- [抜粋テキスト]:
適当に社会学の入門書
見田宗介『社会学入門──人間と社会の未来』(岩波新書、2006年)。越境性(なんて言うとしかめっつらしいが、つまり本当に大切なことを考えようとしたとき、分野の障壁なんて無意味ということ)、自明なものへの疑い、“魔術からの解放”(ヴェーバーの有名なテーゼだけど、直訳するとかたい。むしろ、ある種の魅惑がなくなっていくことでそっけない近代化が進むことの両義性に見田は焦点を合わせる)、理想(→リアリティを目指す)と虚構(→もはやリアリティなんて愛していない)、自我、関係の絶対性、交響圏などのキーワードで社会学を語る。感傷的であまっちょろい感じもするが、実感のこもった語り口にしようという姿勢には好感が持てる。同『現代社会の理論──情報化・消費化社会の現在と未来』(岩波新書、1996年)は、情報化・消費化をキーワードに、資源と環境、世界の半分の貧困などの問題の把握を試みる。
内田隆三『社会学を学ぶ』(ちくま新書、2005年)は、著者自身の読書遍歴を通して大所の社会学理論を読み進める。正攻法という感じで少々かたい。

- [提供データ]:

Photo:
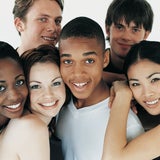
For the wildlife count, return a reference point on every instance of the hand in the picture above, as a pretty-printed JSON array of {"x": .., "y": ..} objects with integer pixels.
[{"x": 120, "y": 89}]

- [作業内容]:
1. 社会学の入門書を紹介する文章で取り上げられている本を、著者名・出版社・刊行年とともにすべて挙げよ。
2. 社会学の入門書を紹介する文章を、最後の一文に続けて書き進めよ。

- [各課題の解答]:
1.
見田宗介『社会学入門──人間と社会の未来』(岩波新書、2006年)
見田宗介『現代社会の理論──情報化・消費化社会の現在と未来』(岩波新書、1996年)
内田隆三『社会学を学ぶ』(ちくま新書、2005年)

2.
竹内洋『社会学の名著30』(ちくま新書、2008年)。名著解説本にはつまらないものも多いが、本書はそれぞれの社会学関係書の勘所を簡潔におさえてくれていて参考になる。これは読んでみたいと思う本もいくつかあった。
そのうちの1冊が、P・L・バーガー(水野節夫・村山研一訳)『社会学への招待』(新思索社、2007年)。物事は見かけ通りのものではない→現実暴露による幻滅が社会学の特徴。その点でで体制批判的にも見えるが、だからといって社会革命志向とも異質、なぜなら革命幻想の背景をも見破ってしまうから。社会的諸力の交差する位置に個人→社会的制度の中でアイデンティティを付与され、外圧的にも内面的にも個人は制約を受けている。しかし、そうした社会という劇場を動かしている論理を客観的に理解できるところにこそ、他ならぬ私自身の自由の可能性が見出せる、その意味でヒューマニスティックな学問なのだという結びに勇気づけられる。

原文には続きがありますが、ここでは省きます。